DOCUMENT SECTION:
***

Thank you for the advice! You saw the original picture of the room, so yeah, it was quite a bit of work, starting from pulling out carpet, tearing out the wood paneling, replacing all of the 40 year old insulation with new, putting shims on joints because they were all out of line, drywalling, painting, wiring recessed lights, sanding the floor, tearing down the fireplace... hehee... it's been fun!


----------



## Rivethead (Dec 26, 2008)

Even without grout lines - you'll still want to keep the joints straight in your pattern. If you go to a store (I found them at Meijers) with scrapbook supplies they have paper that is a 12 in square. I've use them as cut out templates for difficult floor tiles once in a while. That might help you visualize it... 

Take a look at this also....
http://www.thisoldhouse.com/toh/asktoh/question/0,,20065453,00.html


http://www.johnbridge.com/vbulletin/showthread.php?t=30480


----------



## xiard (Apr 16, 2009)

***

WORK INSTRUCTIONS:
- a) How many lines of the listing contain the word "wall"? Answer with the number alone.
- b) Can you write the next part of the forum thread on remodeling a room and laying floor tile, picking up right after its last line?
The forum thread and the listing have nothing to do with each other.

Items listed in a dataset:
***

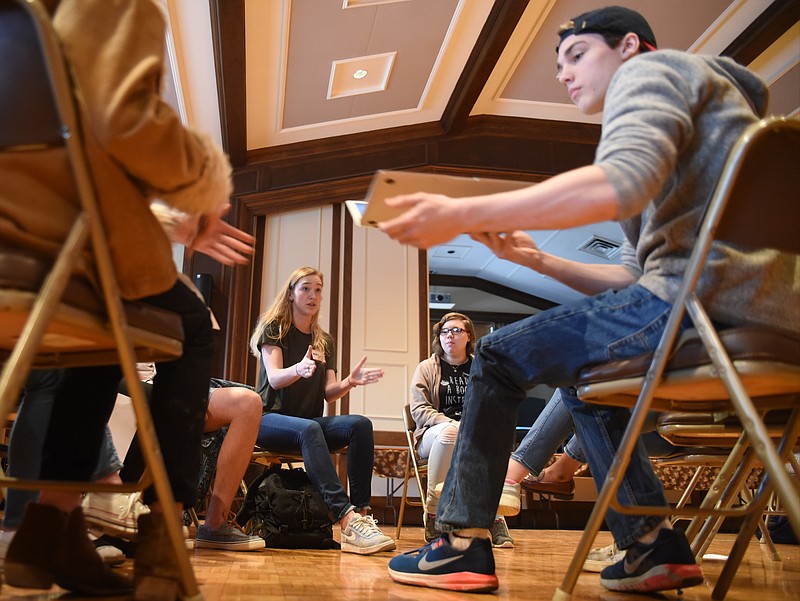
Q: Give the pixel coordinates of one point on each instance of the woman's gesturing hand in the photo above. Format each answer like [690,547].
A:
[361,375]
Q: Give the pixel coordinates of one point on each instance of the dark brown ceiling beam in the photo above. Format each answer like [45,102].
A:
[460,281]
[491,42]
[764,31]
[488,146]
[227,31]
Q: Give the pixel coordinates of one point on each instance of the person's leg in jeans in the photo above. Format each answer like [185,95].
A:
[437,446]
[27,439]
[180,393]
[315,439]
[284,433]
[550,348]
[238,408]
[355,433]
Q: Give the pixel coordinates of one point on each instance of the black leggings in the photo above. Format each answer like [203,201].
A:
[85,399]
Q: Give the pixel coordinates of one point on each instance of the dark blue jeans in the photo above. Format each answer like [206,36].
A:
[551,348]
[27,439]
[85,398]
[316,439]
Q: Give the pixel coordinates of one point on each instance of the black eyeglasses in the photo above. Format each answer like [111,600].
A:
[455,331]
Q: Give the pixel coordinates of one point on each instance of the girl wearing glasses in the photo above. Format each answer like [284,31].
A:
[437,397]
[297,376]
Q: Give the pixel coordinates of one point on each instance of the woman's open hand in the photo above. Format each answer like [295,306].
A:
[360,376]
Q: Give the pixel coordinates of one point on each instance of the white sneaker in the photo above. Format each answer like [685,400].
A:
[600,558]
[5,540]
[509,500]
[363,536]
[111,555]
[501,537]
[114,513]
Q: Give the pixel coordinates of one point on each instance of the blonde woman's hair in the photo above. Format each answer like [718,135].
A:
[436,344]
[280,314]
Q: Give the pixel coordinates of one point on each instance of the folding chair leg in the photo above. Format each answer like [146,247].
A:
[402,504]
[18,364]
[713,495]
[163,489]
[763,527]
[724,500]
[607,494]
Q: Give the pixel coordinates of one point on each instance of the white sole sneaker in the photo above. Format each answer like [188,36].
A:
[602,557]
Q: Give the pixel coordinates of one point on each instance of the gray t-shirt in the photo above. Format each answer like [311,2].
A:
[669,122]
[306,397]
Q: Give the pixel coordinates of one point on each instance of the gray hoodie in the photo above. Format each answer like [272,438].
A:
[670,119]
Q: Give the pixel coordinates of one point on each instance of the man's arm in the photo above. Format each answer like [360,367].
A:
[587,278]
[571,199]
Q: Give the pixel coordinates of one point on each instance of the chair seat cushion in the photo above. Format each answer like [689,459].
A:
[80,321]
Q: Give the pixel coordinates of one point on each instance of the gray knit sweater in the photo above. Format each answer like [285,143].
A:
[670,119]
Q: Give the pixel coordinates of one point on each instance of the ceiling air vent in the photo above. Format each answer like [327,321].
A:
[601,247]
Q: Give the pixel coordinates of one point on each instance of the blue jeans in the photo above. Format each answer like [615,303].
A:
[316,439]
[553,426]
[551,348]
[85,397]
[27,439]
[546,435]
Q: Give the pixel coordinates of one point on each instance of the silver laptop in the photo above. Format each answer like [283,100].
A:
[386,184]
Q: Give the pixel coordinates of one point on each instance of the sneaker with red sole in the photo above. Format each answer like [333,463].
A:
[664,565]
[440,565]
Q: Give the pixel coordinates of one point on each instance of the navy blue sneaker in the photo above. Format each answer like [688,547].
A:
[440,565]
[666,564]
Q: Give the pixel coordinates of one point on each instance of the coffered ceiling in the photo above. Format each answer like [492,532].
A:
[310,97]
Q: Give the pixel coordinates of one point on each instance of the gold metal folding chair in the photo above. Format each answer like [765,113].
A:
[744,370]
[49,316]
[416,468]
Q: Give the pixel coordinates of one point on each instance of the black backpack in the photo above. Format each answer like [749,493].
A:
[285,509]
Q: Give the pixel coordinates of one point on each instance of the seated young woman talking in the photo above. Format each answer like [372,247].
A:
[297,376]
[436,399]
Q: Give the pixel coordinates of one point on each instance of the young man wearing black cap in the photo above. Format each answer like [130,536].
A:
[669,119]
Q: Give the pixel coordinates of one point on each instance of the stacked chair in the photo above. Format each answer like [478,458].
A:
[744,372]
[50,316]
[416,468]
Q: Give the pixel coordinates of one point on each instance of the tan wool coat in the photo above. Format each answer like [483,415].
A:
[138,149]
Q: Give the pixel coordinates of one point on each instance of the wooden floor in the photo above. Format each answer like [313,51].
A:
[532,570]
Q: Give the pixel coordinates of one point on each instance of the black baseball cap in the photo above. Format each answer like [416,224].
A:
[613,19]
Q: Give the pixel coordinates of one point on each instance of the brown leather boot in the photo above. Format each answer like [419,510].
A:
[53,546]
[156,575]
[32,554]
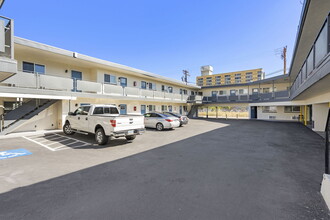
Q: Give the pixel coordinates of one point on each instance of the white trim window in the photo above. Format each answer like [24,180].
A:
[110,79]
[292,109]
[269,109]
[33,68]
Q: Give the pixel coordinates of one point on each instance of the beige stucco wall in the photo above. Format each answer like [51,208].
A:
[45,120]
[278,87]
[320,113]
[280,115]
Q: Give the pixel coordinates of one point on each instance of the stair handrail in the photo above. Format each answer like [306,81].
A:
[326,153]
[2,122]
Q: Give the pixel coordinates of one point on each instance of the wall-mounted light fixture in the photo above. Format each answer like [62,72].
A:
[1,3]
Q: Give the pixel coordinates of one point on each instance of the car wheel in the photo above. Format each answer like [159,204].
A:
[159,126]
[100,137]
[67,129]
[130,138]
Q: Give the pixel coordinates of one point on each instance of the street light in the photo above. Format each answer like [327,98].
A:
[1,3]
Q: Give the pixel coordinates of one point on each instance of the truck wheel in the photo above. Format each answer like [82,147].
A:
[159,126]
[130,138]
[100,137]
[67,129]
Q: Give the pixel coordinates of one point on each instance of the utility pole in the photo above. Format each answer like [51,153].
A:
[184,78]
[283,56]
[282,52]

***

TASK RESPONSES:
- a) 2

- b)
*grout lines*

I'd like to double-check on the issue of grout lines as well. I am redoing my fireplaces in my 1935 Bungalow. I found a bunch of mismatched antique fireplace tile and came up with two layouts for the two fireplaces:

http://xiard.shutterfly.com/480
http://xiard.shutterfly.com/502

I have a guy who is installing the tile for me, and he's suggesting that I not use any grout at all. He's worried about what grout color to choose because of my mixture of dark and light tiles. He says he thinks that putting in any grout will spoil the effect of the antique tiles.

Certainly in fireplaces I've looked at from that era the grout lines are very small...but are they really non-existent? I'm also worried that he suggested this after laying the first hearth:

http://xiard.shutterfly.com/509 

...and I'm worried that the spacing of the tiles in that hearth allowed for grout, and that I won't be happy if I don't put any grout at all in there.

Any thoughts?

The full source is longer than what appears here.